Problem
Please extract from the Digitalize With AI description the passage that begins at the words "Inspiration" and stops after the words "into digital content.", copying it word for word.

Page extract
Digitalize With AI

Inspiration

Physical records are still everywhere: handwritten notes, sale records, ledgers, logs, financial documents, medical documents, printed books, stacks of paper, etc.

The problem is that once information lives on paper, it becomes hard to search, hard to analyze, and impossible to "ask". Even books can be hard to get through when you are busy.

We wanted one place where users could take real-world physical content, turn it into digital data, and actually use it. That means searching it, chatting with AI about it, generating graphs and insights from it, and even hearing it read aloud.

That is what Digitalize With AI is built for.

What it does

Digitalize With AI turns physical records, logs, books, and sale records into digital content.

Users can upload photos, multiple files, or a video of their data. We process that content with AI, convert it into digital text or tables, and then make it useful inside the app.

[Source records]
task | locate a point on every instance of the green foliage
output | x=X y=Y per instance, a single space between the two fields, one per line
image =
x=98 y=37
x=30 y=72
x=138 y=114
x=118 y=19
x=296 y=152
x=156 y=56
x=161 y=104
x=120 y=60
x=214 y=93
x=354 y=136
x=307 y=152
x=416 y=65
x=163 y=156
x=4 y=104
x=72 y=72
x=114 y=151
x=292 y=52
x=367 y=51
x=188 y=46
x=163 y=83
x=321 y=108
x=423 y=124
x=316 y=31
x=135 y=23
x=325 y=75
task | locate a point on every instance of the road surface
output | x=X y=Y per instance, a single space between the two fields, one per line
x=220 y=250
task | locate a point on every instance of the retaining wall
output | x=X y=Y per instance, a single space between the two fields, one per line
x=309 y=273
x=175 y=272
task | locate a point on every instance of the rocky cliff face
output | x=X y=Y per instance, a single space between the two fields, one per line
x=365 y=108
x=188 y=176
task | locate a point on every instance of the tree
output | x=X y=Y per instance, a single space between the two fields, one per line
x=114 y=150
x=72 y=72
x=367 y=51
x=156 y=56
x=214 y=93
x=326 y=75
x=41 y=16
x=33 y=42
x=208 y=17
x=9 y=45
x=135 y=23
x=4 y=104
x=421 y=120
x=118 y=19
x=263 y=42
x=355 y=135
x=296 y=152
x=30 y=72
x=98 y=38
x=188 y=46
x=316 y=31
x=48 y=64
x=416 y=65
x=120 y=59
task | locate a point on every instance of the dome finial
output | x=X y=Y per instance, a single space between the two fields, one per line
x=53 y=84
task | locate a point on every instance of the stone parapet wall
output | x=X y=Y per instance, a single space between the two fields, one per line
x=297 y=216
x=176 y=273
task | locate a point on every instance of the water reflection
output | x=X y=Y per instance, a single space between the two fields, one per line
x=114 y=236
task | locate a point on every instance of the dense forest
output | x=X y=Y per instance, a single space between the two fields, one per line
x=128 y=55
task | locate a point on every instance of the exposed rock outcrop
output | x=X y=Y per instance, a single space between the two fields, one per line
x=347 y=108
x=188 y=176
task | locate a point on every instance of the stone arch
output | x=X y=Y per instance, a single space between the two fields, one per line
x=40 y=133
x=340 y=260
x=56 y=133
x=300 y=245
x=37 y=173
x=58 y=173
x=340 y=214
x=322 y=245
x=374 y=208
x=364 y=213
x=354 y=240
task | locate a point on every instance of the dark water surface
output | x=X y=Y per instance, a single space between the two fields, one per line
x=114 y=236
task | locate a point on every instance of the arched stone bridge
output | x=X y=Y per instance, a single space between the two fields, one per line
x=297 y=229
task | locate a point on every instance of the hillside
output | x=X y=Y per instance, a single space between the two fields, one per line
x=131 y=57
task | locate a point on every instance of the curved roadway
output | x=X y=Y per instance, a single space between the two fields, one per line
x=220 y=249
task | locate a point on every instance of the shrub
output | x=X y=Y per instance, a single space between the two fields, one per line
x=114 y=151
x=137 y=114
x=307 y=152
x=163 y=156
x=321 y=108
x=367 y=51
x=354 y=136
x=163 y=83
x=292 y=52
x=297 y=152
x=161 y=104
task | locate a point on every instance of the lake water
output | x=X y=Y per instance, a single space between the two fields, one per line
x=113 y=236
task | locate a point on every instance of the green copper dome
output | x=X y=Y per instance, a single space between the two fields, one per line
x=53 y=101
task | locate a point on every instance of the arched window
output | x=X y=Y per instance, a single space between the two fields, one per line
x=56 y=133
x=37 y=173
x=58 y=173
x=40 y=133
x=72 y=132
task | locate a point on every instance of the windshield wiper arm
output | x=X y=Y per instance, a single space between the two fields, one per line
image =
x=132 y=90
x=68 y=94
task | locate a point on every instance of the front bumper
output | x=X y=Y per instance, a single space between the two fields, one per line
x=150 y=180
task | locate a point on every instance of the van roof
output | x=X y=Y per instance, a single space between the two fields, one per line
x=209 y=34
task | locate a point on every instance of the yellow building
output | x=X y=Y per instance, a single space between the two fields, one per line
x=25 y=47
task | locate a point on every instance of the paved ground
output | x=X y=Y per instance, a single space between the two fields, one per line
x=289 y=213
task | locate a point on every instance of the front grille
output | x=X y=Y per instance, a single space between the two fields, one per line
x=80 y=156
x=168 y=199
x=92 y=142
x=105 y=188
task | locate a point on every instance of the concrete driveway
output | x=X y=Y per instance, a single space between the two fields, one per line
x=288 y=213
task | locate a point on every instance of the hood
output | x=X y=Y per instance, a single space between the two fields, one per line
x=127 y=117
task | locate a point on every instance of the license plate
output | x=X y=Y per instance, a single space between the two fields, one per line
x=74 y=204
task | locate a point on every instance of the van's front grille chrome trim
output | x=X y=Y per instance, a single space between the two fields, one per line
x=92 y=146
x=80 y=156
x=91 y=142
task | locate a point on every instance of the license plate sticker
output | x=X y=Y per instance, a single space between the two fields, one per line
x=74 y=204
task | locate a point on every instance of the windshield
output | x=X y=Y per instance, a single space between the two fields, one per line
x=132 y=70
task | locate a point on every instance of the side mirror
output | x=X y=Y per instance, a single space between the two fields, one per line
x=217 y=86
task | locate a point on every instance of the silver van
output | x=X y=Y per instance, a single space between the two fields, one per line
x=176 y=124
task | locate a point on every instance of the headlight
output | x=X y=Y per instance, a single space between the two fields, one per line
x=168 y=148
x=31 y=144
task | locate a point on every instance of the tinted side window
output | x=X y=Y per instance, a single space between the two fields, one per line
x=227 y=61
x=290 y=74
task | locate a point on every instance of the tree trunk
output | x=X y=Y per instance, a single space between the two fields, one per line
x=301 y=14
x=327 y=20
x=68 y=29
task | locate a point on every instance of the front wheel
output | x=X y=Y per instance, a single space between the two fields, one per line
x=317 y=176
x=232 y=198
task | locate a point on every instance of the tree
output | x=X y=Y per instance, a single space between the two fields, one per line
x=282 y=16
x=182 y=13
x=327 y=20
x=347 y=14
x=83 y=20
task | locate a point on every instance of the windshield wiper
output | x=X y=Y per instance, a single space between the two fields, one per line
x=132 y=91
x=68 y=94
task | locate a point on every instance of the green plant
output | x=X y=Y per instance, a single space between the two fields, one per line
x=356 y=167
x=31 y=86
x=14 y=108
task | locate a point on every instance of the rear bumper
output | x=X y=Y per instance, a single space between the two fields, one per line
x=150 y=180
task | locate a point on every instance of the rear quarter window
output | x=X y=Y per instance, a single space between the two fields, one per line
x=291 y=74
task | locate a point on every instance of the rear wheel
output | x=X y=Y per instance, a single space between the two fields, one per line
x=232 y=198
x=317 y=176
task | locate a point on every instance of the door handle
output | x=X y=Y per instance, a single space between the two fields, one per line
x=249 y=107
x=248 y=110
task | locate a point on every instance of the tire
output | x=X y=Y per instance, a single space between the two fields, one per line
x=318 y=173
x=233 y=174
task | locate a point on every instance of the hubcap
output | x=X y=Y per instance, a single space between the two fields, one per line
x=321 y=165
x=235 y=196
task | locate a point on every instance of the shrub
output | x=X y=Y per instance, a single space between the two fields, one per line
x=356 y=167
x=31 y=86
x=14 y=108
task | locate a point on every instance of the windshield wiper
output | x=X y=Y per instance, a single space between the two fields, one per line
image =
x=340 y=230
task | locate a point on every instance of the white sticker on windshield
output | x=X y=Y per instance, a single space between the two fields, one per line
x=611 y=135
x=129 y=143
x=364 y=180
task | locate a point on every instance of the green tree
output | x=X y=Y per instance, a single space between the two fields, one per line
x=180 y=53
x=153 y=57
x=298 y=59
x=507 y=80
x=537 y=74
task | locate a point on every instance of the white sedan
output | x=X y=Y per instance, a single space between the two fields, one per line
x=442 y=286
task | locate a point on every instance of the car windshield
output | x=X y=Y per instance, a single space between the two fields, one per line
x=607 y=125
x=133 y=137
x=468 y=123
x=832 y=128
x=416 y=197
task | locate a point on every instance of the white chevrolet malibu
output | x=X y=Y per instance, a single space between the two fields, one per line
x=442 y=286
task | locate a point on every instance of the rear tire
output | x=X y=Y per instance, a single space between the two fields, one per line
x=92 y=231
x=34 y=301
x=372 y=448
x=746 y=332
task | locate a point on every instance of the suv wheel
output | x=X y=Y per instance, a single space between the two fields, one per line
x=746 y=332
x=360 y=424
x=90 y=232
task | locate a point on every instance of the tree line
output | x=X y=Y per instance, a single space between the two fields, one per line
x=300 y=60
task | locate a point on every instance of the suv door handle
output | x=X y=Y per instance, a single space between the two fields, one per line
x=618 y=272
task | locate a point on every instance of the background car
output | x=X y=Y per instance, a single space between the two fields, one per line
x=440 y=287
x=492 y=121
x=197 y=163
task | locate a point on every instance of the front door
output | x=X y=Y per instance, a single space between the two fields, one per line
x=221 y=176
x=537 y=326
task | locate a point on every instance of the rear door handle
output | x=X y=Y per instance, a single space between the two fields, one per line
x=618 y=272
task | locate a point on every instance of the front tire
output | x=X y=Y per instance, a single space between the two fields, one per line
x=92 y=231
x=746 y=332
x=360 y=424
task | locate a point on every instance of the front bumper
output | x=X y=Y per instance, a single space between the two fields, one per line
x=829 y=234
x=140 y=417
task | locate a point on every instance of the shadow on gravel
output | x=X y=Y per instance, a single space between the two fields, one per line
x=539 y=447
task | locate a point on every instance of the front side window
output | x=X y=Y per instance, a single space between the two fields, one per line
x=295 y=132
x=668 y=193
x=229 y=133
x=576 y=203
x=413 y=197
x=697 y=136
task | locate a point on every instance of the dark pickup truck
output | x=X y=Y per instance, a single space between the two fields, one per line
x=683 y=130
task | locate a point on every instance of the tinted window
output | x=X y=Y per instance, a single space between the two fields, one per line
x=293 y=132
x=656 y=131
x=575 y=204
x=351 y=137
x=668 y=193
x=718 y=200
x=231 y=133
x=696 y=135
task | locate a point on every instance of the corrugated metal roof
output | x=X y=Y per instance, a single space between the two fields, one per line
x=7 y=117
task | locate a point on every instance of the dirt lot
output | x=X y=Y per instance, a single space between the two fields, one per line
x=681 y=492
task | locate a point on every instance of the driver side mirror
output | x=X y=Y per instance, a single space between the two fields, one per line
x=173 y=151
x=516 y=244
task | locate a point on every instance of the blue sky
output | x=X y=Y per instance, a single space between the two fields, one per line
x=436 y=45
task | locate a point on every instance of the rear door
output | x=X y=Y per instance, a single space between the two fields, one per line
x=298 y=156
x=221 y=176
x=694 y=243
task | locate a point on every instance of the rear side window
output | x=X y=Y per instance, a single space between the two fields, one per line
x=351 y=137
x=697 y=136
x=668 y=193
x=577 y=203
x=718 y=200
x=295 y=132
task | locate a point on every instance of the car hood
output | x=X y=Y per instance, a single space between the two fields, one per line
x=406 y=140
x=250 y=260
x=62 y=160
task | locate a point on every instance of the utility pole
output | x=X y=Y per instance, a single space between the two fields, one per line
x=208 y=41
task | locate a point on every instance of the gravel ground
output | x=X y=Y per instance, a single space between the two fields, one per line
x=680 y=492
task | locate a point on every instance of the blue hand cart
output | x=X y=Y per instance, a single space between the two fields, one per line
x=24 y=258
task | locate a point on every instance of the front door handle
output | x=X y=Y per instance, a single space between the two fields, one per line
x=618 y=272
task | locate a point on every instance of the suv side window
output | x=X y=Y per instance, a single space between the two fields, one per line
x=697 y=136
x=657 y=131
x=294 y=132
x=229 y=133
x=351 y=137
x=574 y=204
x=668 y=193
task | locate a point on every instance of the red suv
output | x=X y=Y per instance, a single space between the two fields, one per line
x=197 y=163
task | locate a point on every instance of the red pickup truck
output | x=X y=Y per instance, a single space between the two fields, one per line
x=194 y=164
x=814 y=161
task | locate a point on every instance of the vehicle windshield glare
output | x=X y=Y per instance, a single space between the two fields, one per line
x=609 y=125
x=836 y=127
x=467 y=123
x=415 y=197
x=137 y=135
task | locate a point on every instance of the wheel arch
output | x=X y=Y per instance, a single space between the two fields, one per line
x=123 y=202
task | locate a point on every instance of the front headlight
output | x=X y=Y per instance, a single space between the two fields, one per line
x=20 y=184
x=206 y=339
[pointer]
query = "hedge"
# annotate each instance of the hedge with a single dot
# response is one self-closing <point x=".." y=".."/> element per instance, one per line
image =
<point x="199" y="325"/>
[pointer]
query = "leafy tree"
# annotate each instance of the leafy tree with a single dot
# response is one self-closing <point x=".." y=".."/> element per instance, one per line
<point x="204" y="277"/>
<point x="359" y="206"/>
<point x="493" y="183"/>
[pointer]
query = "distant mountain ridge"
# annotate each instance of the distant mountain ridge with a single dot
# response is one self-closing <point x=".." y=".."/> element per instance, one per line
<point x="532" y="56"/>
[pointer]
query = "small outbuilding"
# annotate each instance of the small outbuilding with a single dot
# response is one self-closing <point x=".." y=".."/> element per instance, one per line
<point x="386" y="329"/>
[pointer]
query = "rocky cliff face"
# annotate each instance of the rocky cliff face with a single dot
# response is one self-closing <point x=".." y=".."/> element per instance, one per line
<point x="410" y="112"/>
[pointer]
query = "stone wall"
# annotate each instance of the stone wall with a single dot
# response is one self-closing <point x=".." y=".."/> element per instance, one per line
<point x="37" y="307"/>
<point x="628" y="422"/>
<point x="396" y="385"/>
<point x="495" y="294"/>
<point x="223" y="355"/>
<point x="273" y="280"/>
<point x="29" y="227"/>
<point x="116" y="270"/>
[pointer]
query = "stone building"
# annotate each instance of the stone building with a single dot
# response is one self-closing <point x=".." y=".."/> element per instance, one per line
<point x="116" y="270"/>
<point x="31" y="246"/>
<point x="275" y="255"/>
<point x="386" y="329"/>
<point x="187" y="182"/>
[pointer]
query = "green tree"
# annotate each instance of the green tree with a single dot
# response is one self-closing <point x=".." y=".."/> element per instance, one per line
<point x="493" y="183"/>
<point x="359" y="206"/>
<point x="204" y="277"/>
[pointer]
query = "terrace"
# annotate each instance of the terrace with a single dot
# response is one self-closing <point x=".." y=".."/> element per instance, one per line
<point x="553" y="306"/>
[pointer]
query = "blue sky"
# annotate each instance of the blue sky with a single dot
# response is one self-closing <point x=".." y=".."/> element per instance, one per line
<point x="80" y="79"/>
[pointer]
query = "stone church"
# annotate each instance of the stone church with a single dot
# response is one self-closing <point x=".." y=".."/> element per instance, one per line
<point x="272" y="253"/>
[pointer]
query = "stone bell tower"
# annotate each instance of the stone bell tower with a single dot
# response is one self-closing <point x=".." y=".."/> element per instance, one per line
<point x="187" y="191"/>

Expected answer
Inspiration

Physical records are still everywhere: handwritten notes, sale records, ledgers, logs, financial documents, medical documents, printed books, stacks of paper, etc.

The problem is that once information lives on paper, it becomes hard to search, hard to analyze, and impossible to "ask". Even books can be hard to get through when you are busy.

We wanted one place where users could take real-world physical content, turn it into digital data, and actually use it. That means searching it, chatting with AI about it, generating graphs and insights from it, and even hearing it read aloud.

That is what Digitalize With AI is built for.

What it does

Digitalize With AI turns physical records, logs, books, and sale records into digital content.